Problems to work on ▸
- 1) Answer these questions using the article about the COVID lab-leak theory:
(a) With what level of confidence does the Department of Energy believe the outbreak started from a lab leak?
(b) Where is Dr. Alina Chan a scientific advisor?
(c) Which year of the pandemic does Dr. Chan say is beginning?
- 2) Duplicate the part of the article about the COVID lab-leak theory between "CAMBRIDGE - The" and "threats and harassment.", inclusive.

Document excerpt ▸
■ ■ ■ ■ ■ ■ ■
MIT researcher feels ‘validated’ after agency says lab leak may have caused COVID outbreak
MIT researcher feels ‘validated’ after agency says lab leak may have caused COVID outbreak 02:05

CAMBRIDGE - The Department of Energy believes with low confidence that the COVID-19 outbreak started from a lab leak in Wuhan. A local researcher has been pushing the United States to investigate the lab for more than a year. Her remarks have led to threats and harassment.

"Backlash was swift and furious. I think a lot of scientists were really offended by it. People called me a race traitor. I was attacked by a Chinese media article," said Dr. Alina Chan, a scientific advisor at the Broad Institute of MIT and Harvard. "All of that time fighting for the lab origin to be investigated, I do feel validated."

WBZ spoke with her in 2021 when she wrote a book on COVID's origins. Her work outlined two possible scenarios for the start of COVID. One theory is that it began from the market trade of live animals in Wuhan. The other is from a lab outbreak. Her conclusion leaned toward the lab because she says no infected animals have been found in that area during that time.

Dr. Alina Chan
Dr. Alina Chan, a scientific advisor at the Broad Institute of MIT and Harvard CBS Boston

"The question is, in the absence of this evidence, how did this highly infectious virus make its way all the way from south China to Wuhan leaving no trace along its journey, or the source?" questioned Dr. Chan. "We are entering the fourth year of the pandemic, and there are still no infected animals to be found, still no evidence that such viruses were circulating in the animal trading community or the route to Wuhan."
■ ■ ■ ■ ■ ■ ■
[Dataset entries]
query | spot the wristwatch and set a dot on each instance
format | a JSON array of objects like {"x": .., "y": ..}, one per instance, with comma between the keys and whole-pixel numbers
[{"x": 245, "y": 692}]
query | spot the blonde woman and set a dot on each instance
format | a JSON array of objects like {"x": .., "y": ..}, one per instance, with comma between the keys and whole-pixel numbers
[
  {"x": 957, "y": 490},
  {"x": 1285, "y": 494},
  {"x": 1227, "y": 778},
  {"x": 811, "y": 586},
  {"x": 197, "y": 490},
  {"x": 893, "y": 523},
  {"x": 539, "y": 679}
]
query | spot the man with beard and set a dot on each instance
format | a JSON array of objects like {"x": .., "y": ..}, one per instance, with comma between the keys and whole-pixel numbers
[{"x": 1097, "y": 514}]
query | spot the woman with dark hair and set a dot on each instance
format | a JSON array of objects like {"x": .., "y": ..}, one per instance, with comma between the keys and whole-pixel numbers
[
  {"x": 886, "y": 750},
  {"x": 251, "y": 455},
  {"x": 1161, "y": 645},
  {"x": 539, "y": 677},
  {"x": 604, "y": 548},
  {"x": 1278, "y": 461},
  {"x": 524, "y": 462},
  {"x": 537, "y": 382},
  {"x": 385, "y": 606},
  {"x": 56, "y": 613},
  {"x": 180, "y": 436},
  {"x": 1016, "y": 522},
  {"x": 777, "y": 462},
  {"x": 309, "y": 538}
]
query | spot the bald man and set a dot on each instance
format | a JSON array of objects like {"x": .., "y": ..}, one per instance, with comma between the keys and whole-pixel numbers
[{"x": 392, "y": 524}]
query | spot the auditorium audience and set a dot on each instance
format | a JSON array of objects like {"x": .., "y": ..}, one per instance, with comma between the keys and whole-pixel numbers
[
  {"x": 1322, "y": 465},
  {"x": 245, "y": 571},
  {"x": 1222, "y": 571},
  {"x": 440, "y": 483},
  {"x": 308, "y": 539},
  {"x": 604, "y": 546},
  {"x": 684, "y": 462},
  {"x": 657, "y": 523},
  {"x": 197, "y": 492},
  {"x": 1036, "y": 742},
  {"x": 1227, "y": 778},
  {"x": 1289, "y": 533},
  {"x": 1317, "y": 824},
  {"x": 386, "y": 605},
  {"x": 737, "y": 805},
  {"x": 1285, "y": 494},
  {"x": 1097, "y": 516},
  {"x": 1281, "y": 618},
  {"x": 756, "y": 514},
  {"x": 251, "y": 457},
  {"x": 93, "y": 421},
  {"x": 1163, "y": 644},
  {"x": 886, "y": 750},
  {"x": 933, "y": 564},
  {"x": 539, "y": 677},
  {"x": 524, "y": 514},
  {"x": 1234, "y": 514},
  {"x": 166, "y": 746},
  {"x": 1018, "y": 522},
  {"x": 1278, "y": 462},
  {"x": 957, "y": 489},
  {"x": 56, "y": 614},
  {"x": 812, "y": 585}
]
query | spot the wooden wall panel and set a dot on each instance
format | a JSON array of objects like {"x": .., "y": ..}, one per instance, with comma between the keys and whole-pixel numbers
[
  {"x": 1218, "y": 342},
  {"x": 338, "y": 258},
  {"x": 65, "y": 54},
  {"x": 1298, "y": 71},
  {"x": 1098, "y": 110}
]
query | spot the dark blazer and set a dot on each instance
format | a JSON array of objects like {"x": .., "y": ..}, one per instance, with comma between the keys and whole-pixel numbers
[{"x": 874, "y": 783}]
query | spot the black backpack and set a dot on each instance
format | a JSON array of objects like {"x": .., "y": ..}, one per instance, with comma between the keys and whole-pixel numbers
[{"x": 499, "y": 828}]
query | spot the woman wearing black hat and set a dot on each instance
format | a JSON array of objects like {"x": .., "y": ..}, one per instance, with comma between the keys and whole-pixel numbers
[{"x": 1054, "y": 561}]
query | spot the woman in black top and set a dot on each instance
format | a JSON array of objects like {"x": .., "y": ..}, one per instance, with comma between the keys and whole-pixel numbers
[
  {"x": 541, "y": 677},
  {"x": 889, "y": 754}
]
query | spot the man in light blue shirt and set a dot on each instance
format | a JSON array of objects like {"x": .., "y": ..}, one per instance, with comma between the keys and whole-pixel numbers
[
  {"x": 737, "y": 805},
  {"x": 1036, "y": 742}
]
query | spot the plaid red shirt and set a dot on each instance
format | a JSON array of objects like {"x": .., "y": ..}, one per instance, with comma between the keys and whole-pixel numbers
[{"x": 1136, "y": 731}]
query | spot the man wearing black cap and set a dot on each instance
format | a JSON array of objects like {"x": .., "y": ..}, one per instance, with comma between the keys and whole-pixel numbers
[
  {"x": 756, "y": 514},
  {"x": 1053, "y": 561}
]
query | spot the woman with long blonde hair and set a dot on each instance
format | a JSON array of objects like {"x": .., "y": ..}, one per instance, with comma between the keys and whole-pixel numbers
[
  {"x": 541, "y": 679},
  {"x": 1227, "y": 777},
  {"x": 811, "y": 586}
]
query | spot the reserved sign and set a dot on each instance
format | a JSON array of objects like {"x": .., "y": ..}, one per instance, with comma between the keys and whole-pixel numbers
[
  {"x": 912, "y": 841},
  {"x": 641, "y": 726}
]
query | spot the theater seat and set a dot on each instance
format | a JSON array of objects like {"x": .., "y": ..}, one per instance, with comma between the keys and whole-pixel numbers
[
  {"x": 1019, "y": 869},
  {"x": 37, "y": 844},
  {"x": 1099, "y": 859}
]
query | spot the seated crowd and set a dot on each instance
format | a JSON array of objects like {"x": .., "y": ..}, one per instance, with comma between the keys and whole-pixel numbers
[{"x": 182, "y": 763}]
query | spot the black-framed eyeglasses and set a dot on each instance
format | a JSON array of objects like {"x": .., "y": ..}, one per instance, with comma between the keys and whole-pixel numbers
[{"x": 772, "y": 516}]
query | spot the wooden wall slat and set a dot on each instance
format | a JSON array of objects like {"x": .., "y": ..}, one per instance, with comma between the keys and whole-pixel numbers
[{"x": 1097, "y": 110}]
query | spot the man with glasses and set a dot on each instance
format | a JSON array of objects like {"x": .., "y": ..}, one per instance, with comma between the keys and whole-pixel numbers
■ ■ ■ ■ ■ ■ ■
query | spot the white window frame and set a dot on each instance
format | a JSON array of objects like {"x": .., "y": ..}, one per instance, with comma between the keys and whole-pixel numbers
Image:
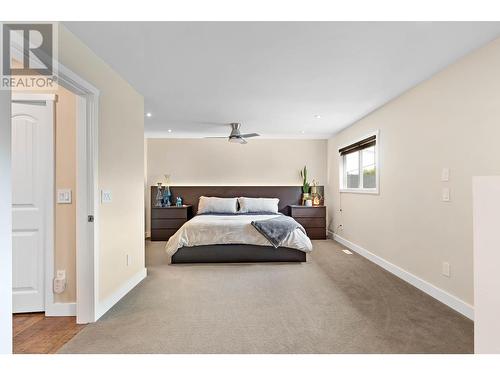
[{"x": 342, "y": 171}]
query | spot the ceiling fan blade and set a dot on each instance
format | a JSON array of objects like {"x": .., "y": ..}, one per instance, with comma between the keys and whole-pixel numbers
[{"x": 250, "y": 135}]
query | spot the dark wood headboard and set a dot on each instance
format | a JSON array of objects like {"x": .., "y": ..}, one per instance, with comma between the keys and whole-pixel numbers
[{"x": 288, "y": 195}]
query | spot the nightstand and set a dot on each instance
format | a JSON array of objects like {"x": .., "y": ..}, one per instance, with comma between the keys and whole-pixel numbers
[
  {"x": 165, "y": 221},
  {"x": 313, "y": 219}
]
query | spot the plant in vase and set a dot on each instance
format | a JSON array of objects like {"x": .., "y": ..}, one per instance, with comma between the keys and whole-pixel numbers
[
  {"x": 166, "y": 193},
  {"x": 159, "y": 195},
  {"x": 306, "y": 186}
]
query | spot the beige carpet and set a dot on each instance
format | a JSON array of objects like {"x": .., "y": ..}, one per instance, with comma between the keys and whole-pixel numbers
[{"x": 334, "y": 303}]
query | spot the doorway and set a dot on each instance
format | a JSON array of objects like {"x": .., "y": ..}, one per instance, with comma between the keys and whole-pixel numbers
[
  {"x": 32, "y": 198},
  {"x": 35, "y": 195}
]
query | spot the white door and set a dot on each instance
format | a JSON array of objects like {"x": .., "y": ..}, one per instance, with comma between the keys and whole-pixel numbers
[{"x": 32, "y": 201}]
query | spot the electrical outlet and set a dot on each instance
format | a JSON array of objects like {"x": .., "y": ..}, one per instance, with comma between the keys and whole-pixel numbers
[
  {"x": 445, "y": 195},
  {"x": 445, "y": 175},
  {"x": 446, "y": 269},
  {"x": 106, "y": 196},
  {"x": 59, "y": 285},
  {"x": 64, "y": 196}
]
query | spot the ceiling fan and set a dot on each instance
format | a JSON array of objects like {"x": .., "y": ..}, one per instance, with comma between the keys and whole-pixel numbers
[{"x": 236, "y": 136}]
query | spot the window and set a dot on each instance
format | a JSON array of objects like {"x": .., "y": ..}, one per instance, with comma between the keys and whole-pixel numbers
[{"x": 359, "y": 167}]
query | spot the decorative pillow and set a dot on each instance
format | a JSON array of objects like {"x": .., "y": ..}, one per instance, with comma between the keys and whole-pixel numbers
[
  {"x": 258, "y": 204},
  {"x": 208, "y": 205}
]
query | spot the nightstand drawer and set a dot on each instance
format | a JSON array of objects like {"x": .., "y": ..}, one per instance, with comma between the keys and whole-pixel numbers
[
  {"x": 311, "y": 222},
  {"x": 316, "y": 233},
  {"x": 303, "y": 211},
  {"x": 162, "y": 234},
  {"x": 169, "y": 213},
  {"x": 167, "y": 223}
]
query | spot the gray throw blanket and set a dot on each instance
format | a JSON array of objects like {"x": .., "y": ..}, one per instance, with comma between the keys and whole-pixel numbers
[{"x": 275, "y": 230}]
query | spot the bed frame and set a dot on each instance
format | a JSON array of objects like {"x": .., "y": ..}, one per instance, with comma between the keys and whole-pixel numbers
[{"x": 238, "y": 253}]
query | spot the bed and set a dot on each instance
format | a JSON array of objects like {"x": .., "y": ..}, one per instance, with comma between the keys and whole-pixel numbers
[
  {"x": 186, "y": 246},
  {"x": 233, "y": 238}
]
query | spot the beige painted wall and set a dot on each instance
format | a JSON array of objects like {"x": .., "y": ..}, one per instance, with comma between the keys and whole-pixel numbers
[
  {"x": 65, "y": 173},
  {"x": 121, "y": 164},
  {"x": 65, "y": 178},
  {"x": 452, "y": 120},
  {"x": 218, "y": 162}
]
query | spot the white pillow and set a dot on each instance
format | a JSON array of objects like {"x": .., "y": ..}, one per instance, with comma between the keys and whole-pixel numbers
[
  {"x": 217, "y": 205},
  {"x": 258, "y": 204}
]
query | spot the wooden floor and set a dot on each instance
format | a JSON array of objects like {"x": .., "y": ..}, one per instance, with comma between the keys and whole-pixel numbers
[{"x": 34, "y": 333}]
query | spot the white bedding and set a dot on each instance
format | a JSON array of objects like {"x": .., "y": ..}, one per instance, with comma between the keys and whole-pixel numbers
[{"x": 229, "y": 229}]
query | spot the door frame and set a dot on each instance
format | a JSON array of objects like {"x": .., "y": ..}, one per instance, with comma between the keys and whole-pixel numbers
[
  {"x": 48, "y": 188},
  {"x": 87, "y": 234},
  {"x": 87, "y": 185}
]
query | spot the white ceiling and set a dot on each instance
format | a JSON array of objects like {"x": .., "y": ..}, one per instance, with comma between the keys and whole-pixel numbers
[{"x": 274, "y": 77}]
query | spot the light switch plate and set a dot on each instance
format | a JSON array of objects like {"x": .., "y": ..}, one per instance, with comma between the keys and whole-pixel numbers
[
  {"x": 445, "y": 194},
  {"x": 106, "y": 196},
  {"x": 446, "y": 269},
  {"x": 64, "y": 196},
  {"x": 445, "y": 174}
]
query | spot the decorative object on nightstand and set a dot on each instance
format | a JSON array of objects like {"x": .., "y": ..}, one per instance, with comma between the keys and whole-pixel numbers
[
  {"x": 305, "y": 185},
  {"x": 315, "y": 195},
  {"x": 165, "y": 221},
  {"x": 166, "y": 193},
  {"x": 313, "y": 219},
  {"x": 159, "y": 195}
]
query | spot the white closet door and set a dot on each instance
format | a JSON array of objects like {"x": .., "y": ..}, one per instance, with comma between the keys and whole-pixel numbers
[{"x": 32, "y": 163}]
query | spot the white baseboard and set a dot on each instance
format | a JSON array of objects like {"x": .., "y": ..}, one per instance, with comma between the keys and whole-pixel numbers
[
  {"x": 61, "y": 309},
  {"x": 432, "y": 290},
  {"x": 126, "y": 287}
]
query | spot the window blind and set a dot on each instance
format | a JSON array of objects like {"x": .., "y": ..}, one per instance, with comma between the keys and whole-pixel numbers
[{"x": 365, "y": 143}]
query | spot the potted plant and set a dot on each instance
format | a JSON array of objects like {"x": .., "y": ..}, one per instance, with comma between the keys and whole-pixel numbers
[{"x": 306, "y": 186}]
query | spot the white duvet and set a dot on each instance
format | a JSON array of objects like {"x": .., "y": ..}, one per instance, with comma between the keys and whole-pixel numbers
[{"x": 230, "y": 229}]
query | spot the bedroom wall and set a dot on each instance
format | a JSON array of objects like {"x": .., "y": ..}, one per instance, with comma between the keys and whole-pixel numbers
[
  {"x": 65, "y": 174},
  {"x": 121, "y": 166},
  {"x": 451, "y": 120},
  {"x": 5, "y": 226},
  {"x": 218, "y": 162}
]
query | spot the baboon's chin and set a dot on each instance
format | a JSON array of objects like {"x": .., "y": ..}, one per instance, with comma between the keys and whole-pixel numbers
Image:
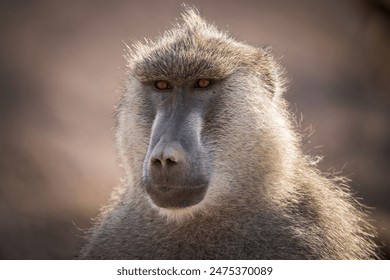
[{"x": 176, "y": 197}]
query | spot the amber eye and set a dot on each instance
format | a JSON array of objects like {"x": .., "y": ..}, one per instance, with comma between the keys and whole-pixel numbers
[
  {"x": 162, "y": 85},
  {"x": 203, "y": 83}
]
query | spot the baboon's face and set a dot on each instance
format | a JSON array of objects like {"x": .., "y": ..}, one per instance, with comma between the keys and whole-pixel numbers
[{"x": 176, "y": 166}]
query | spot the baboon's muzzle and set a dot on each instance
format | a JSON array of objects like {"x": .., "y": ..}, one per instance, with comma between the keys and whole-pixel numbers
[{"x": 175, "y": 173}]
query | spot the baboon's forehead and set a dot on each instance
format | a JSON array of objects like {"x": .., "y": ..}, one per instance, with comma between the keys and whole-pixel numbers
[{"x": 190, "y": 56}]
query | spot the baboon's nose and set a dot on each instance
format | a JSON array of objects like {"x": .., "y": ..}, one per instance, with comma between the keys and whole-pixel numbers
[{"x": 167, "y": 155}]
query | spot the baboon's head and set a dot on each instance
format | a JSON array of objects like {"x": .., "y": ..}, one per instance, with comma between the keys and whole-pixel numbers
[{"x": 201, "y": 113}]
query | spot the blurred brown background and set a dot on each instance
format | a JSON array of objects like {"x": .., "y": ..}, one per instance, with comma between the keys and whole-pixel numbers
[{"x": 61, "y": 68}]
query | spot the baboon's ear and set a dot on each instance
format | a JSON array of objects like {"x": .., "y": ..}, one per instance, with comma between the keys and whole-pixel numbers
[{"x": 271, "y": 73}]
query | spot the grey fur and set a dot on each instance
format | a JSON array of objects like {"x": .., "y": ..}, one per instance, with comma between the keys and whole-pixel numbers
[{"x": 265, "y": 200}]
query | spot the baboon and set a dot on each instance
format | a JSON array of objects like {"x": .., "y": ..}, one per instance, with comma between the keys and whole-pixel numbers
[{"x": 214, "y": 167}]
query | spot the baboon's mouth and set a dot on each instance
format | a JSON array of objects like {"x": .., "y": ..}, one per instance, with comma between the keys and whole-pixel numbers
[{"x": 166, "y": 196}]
■ ■ ■ ■ ■ ■ ■
Solutions to each task ▸
- 1)
(a) Low confidence.
(b) The Broad Institute of MIT and Harvard.
(c) The fourth year.

- 2)
CAMBRIDGE - The Department of Energy believes with low confidence that the COVID-19 outbreak started from a lab leak in Wuhan. A local researcher has been pushing the United States to investigate the lab for more than a year. Her remarks have led to threats and harassment.